AUSGEWÄHLTER ABSCHNITT
Predigt am Heiligen Abend in Holtrup

Predigt-Icon5Gnade sei mit euch und Friede von Gott dem Vater und unserem Herrn Jesus Christus. Der Heilige Geist segne unser Reden und Hören. Amen.
Liebe Gemeinde am Heiligen Abend!

Mit Geheimnissen ist das so eine Sache. Wir alle kennen die schönen Geschichten von kleineren Kindern, die vor lauter Begeisterung, dass sie zum Beispiel mit ihrem Papa zusammen ein Geheimnis haben, es prompt der Mama verraten: „Mama, Mama, Papa und ich habe ein Geheimnis und ich verrate dir bestimmt nicht, dass du von Papa ein neues Armband bekommst.“

Auch vom christlichen Glauben wird gerne gesagt, dass er ein Geheimnis enthielte oder gar ein Geheimnis wäre. Seit frühester Zeit ist das so, der Predigttext für den Heiligen Abend beginnt mit der Feststellung dieses Geheimnisses. Im 1. Timotheusbrief heißt es im 3. Kapitel am Anfang von Vers 16: Groß ist, wie jedermann bekennen muss, das Geheimnis des Glaubens.

Was ist das für ein Geheimnis? Es gibt doch nichts, was aus dem christlichen Glauben nicht bekannt wäre. Alles ist öffentlich und kann nachgelesen werden. Es ist seit der Zeit der frühen Kirche immer wieder betont worden, dass es im Christentum gerade keine Geheimlehren gäbe, die man erst nach einer besonderen Prüfung erfahren dürfte. Es gibt keine Christen erster und zweiter Klasse. Alle sind sie durch ihre Taufe und damit auch vor Gott gleich, alle haben sie in ihrer Taufe den Heiligen Geist empfangen.

Auf der anderen Seite machen Menschen in unserer Zeit die Erfahrung, dass sie mit dem christlichen Glauben nicht zurecht kommen, weil sie ihn nicht verstehen, weil sich dieser christliche Glaube – und damit auch Weihnachten – der Betrachtung mit naturwissenschaftlichen und historischen Methoden entzieht. Also doch ein Geheimnis, das nicht alle entschlüsseln können?

Es tut mir leid, ich tue es aber auch sehr gerne: Ich muss Sie am Heiligen Abend ein wenig in die Feinheiten der griechische Sprache entführen, um zu klären, warum der christliche Glaube – und damit auch Weihnachten – beides ist: so etwas wie ein Geheimnis und doch offenbar; oder: kein Geheimnis im heutigen Sinn und doch für manche unverständlich.

ZIEL 1
Beantworte anhand der Predigt folgende Fragen:
(a) Aus welchem biblischen Brief, Kapitel und Vers stammt der Predigttext für den Heiligen Abend?
(b) Was haben laut der Predigt alle in ihrer Taufe empfangen?
(c) In die Feinheiten welcher Sprache soll die Gemeinde am Heiligen Abend entführt werden?

EINGABEEINTRÄGE

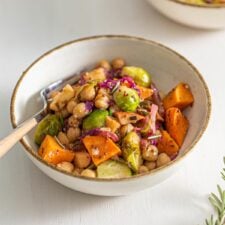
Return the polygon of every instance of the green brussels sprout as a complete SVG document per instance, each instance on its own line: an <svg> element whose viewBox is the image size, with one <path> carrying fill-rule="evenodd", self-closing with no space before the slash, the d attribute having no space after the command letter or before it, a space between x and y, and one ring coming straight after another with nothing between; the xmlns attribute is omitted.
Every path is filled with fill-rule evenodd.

* * *

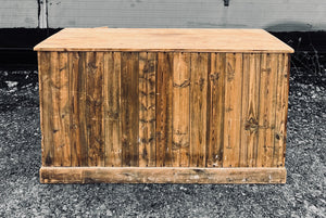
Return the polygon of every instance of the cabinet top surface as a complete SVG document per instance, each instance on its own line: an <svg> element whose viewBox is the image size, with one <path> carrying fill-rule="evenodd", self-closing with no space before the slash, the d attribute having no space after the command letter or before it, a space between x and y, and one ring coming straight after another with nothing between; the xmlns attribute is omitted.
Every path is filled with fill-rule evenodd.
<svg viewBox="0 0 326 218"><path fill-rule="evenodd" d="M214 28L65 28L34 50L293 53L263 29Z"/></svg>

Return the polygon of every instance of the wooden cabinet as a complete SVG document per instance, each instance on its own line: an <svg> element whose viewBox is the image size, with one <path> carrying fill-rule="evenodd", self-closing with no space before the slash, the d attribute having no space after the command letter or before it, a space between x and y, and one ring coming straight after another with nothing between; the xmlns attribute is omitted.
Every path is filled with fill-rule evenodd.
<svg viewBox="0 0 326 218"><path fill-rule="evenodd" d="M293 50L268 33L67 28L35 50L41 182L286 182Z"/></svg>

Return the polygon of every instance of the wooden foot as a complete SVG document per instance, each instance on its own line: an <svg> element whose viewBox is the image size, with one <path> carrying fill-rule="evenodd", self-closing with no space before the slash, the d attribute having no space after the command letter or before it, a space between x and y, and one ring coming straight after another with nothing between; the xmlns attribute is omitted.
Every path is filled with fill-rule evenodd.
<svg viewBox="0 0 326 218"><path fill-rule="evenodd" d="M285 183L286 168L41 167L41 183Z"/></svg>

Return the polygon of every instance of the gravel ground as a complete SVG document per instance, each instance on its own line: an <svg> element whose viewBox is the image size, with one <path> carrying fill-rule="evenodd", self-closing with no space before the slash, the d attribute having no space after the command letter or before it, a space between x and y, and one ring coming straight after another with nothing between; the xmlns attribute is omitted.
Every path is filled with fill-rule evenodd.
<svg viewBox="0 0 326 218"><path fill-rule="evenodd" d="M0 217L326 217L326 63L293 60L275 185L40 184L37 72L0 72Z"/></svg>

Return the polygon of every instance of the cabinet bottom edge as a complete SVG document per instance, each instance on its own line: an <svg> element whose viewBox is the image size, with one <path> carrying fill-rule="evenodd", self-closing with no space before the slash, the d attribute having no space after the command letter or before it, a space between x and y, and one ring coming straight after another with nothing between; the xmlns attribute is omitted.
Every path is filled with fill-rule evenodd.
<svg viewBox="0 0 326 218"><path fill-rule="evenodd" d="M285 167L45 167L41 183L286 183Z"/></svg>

ZIEL 2
Gib aus den Einträgen die Zeilen von der Zeile mit „Return the polygon of every instance of the gravel“ bis zur Zeile mit „217L326 217L326 63L293“ wortgetreu wieder, beide Zeilen eingeschlossen.

VOLLSTÄNDIGE ANTWORT 1
(a) Der Predigttext stammt aus dem 1. Timotheusbrief, Kapitel 3, Vers 16.
(b) Alle haben in ihrer Taufe den Heiligen Geist empfangen.
(c) Die Gemeinde soll in die Feinheiten der griechischen Sprache entführt werden.

VOLLSTÄNDIGE ANTWORT 2
Return the polygon of every instance of the gravel ground as a complete SVG document per instance, each instance on its own line: an <svg> element whose viewBox is the image size, with one <path> carrying fill-rule="evenodd", self-closing with no space before the slash, the d attribute having no space after the command letter or before it, a space between x and y, and one ring coming straight after another with nothing between; the xmlns attribute is omitted.
Every path is filled with fill-rule evenodd.
<svg viewBox="0 0 326 218"><path fill-rule="evenodd" d="M0 217L326 217L326 63L293 60L275 185L40 184L37 72L0 72Z"/></svg>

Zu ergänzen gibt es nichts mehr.